▶ Supplied data:
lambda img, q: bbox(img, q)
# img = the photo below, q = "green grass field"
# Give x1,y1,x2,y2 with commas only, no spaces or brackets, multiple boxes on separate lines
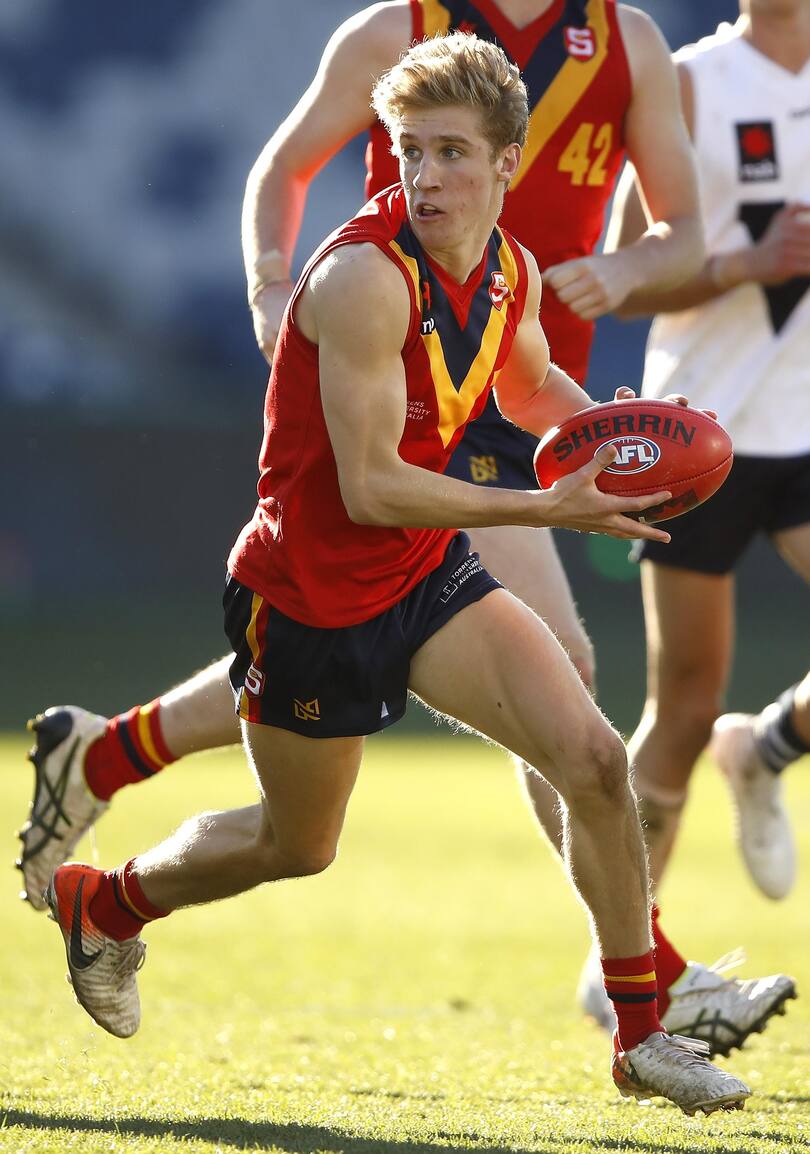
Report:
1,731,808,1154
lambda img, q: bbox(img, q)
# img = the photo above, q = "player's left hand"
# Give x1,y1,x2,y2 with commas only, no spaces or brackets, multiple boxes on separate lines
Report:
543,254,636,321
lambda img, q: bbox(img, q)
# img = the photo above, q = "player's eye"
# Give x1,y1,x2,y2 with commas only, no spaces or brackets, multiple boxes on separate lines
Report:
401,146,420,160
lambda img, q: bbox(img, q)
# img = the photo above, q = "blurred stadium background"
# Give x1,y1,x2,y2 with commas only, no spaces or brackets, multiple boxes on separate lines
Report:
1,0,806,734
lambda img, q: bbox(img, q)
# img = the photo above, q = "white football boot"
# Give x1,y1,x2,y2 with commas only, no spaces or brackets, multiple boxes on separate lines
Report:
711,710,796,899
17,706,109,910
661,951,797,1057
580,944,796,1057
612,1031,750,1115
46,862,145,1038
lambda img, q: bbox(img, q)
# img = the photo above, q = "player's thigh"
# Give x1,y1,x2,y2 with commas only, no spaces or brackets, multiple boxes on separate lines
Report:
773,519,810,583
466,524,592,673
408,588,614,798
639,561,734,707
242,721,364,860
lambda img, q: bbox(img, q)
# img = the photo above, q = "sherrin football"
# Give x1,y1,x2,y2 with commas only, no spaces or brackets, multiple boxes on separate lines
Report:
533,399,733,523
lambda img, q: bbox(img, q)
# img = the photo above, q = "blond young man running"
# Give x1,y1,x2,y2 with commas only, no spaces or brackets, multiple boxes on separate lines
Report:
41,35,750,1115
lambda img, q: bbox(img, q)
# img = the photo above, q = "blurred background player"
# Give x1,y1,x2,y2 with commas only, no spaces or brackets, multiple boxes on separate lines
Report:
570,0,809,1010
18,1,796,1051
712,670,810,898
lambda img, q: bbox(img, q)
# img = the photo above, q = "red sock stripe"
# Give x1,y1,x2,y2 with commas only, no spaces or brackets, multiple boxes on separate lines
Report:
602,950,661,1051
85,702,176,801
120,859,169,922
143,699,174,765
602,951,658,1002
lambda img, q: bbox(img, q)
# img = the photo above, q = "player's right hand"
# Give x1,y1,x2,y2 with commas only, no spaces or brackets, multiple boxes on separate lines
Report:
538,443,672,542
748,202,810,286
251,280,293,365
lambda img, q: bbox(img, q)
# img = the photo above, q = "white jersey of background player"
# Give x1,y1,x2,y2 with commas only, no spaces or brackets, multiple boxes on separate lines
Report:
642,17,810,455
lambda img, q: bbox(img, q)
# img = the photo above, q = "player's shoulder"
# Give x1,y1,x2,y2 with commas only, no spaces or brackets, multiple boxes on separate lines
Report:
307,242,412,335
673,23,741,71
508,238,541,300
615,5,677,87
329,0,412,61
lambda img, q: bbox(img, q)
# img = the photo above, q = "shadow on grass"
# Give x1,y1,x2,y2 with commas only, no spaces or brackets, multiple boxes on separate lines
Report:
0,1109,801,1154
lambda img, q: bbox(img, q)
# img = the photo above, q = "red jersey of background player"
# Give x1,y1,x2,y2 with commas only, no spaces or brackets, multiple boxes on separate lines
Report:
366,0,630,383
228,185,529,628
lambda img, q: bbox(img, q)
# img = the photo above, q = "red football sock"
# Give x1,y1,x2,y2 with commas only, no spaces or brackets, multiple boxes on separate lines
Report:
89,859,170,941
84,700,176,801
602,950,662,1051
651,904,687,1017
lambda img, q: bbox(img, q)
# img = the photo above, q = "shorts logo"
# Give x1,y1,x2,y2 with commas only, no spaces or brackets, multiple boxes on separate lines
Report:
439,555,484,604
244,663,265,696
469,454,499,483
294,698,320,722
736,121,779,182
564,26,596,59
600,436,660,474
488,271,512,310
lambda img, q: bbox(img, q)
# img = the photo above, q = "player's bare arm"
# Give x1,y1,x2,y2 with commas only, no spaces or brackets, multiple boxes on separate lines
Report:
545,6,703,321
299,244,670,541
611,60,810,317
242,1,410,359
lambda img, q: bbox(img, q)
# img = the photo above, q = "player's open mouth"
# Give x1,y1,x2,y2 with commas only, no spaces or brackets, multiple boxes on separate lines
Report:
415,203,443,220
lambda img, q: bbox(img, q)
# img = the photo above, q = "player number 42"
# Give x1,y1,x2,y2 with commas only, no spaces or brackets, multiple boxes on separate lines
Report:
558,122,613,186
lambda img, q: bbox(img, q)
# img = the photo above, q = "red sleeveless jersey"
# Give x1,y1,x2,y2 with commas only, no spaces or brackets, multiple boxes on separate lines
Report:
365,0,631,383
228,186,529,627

▶ Aim of the task:
Please give the number of lines in the data above where the word "jersey" appears, and nothing besides.

▶ Task output:
3